=== WORK TASK ===
Copy out exactly the lines spanning the line with "Target: red wing strut" to the line with "Each instance receives one point. Annotate the stone pillar", inclusive, from the data underneath, with no pictures.

[Saved data entries]
/---

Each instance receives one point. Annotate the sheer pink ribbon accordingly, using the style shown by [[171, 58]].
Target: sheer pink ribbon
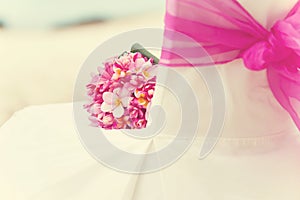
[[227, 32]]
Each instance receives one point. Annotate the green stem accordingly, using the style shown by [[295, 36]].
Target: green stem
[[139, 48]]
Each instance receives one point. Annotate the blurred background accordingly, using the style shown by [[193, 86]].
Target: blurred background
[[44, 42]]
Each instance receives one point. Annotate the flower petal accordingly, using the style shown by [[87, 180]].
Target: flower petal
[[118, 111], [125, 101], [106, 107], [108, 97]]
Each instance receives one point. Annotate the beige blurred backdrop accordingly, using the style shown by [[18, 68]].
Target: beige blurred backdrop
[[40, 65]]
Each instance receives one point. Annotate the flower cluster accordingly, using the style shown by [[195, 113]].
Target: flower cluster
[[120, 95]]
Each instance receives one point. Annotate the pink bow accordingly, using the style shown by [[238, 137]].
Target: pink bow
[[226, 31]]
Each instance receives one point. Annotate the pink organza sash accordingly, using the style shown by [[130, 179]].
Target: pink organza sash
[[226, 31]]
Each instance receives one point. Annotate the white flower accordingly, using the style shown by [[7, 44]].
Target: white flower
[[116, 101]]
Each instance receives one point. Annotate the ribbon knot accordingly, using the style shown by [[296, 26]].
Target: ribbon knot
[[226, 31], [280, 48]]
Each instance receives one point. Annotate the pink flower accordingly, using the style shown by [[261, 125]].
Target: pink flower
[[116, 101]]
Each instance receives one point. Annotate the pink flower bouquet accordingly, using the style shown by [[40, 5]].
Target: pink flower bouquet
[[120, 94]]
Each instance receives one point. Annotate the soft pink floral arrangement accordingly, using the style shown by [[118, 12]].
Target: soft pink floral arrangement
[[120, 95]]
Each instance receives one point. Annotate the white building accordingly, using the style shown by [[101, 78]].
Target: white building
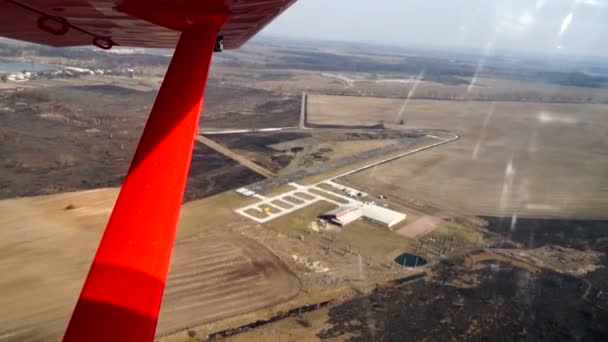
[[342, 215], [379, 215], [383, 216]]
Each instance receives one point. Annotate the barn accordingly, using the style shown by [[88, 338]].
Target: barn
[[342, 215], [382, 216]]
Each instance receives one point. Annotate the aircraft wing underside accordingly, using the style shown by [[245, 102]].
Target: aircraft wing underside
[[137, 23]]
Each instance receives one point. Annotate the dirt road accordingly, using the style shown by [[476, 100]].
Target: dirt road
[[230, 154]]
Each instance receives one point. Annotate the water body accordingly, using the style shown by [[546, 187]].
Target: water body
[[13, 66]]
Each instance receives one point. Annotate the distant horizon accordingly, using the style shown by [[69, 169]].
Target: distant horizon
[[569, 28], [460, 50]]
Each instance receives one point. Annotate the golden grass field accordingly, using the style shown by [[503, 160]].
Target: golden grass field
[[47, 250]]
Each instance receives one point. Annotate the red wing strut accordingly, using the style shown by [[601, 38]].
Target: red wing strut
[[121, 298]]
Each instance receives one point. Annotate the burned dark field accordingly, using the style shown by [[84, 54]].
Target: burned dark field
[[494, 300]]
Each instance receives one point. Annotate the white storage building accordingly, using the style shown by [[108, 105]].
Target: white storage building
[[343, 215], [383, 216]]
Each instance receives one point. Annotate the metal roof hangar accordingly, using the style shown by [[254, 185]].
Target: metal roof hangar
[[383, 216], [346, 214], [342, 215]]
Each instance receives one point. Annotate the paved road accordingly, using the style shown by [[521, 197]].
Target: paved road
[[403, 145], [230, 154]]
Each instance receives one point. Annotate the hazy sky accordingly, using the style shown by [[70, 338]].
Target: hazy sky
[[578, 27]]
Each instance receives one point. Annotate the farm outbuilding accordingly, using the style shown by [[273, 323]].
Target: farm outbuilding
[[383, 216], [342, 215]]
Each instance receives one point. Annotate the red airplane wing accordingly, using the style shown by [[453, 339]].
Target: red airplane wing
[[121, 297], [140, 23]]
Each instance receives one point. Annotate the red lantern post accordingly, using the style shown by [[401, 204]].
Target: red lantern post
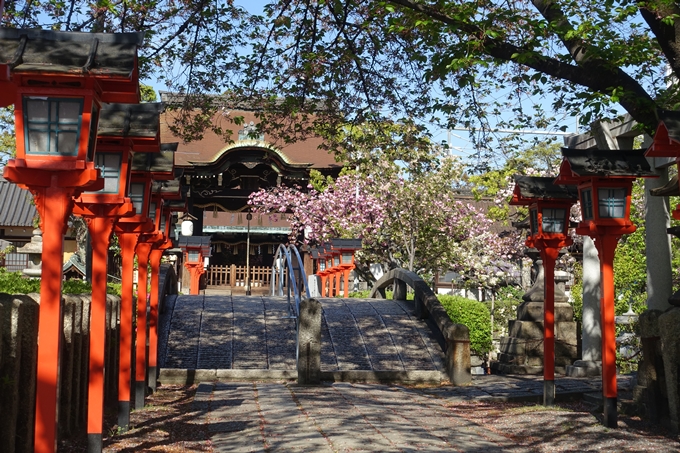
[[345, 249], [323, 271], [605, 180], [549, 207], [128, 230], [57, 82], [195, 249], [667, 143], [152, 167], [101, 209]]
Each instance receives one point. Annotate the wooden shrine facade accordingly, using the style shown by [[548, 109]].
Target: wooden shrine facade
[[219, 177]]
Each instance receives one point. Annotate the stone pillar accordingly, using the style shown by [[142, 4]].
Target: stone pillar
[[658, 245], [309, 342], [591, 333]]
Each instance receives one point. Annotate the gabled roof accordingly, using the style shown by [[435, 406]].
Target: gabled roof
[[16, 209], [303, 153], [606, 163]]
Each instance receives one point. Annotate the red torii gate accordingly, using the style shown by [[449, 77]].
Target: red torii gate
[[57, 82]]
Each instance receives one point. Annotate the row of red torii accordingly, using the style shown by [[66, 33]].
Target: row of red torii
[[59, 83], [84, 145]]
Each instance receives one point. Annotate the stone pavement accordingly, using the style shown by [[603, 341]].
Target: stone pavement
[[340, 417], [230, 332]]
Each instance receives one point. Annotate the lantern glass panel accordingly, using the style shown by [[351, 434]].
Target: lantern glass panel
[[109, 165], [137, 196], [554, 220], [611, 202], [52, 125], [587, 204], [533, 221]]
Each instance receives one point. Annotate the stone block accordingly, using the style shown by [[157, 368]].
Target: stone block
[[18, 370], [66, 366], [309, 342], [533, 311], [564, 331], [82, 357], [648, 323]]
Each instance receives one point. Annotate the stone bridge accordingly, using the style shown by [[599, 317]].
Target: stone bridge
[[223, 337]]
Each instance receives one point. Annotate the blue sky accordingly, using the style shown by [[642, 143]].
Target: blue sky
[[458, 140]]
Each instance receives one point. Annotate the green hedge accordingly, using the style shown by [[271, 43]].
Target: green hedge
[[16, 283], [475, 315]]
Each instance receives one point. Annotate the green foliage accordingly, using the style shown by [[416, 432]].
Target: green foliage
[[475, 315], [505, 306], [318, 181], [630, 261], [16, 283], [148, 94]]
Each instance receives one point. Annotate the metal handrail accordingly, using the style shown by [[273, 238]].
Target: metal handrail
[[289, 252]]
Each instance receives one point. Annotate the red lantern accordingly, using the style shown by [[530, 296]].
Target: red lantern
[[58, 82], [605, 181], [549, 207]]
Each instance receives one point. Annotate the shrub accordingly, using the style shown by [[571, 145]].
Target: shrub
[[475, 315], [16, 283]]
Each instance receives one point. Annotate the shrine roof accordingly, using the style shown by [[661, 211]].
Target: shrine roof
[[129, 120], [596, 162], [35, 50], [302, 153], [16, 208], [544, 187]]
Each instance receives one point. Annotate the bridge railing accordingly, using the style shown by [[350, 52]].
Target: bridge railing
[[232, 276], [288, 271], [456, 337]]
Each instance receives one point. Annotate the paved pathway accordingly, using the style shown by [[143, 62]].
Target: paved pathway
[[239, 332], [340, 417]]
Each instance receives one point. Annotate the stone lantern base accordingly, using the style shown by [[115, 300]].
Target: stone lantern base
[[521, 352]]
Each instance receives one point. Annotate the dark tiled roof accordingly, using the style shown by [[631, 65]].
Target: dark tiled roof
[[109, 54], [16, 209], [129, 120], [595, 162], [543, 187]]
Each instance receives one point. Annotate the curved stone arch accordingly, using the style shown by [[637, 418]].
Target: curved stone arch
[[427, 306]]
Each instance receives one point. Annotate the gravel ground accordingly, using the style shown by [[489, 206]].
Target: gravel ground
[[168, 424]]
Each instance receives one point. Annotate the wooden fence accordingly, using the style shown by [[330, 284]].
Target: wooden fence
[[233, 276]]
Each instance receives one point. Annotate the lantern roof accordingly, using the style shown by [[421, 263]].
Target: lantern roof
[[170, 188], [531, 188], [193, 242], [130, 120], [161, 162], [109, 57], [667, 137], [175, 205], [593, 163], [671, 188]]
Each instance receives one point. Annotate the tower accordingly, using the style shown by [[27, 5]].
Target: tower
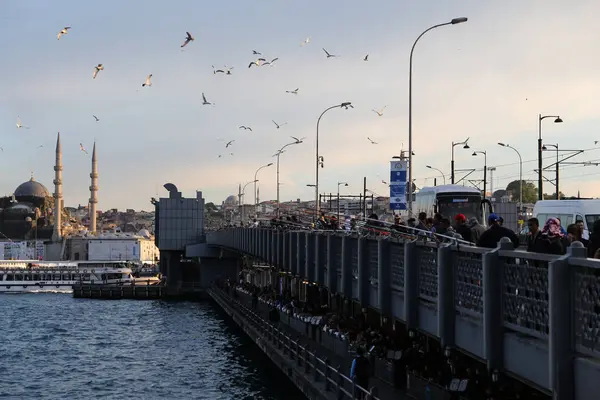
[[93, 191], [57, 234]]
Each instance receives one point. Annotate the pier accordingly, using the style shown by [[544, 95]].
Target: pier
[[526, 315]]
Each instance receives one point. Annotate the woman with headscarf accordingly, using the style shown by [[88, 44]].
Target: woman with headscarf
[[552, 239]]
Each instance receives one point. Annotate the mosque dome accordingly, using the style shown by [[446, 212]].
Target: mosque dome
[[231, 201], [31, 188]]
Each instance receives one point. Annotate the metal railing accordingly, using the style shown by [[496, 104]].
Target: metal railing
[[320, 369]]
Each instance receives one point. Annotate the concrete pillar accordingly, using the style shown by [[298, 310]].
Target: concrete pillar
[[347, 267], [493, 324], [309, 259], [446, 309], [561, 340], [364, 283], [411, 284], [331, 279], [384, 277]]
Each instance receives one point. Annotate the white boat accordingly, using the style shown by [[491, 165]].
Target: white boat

\---

=== RESULT ===
Target: red wing strut
[[121, 298]]
Each instance receives one point. Annotate the burned dark field accordingly, using the style shown by [[84, 54]].
Target: burned dark field
[[494, 300]]
Each instance receives one point. Annotate the white storage building accordingly, using the style shown by [[108, 105]].
Target: white storage building
[[343, 215], [383, 216]]
Each instance receives one point. Annotate the metal roof hangar accordingly, using the style shown by [[254, 185]].
Target: metal roof hangar
[[383, 216], [346, 214], [342, 215]]
Each instance receives one point. Annotate the paved road accordingly, using the style shown by [[521, 197]].
Target: paved road
[[403, 145], [230, 154]]
Each instance receives one point. Annotate the hazy sky accordingly, using the style shown by [[70, 338]].
Target: hazy sky
[[578, 27]]
Each instance receives one point. Annotate the farm outbuilding accordingly, using the style shown by [[273, 323]].
Target: farm outbuilding
[[383, 216], [342, 215]]
Each instance receives one point. Annotate the red airplane wing accordingly, using the style shown by [[453, 339]].
Target: red airplane wing
[[121, 297], [140, 23]]
Each instance receives one point. Annotate the red lantern post accordingly, using the style shown by [[401, 204]].
Target: red lantern post
[[345, 249], [323, 271], [605, 180], [549, 207], [128, 230], [57, 82], [195, 249], [667, 143], [152, 167], [101, 209]]
Each instance receives one point. Annotate the wooden shrine facade accordingly, using the style shown by [[548, 109]].
Target: wooden shrine facade
[[219, 177]]
Each instance receives one point. Annotate the stone pillar accordingly, using the style shown by [[142, 4]].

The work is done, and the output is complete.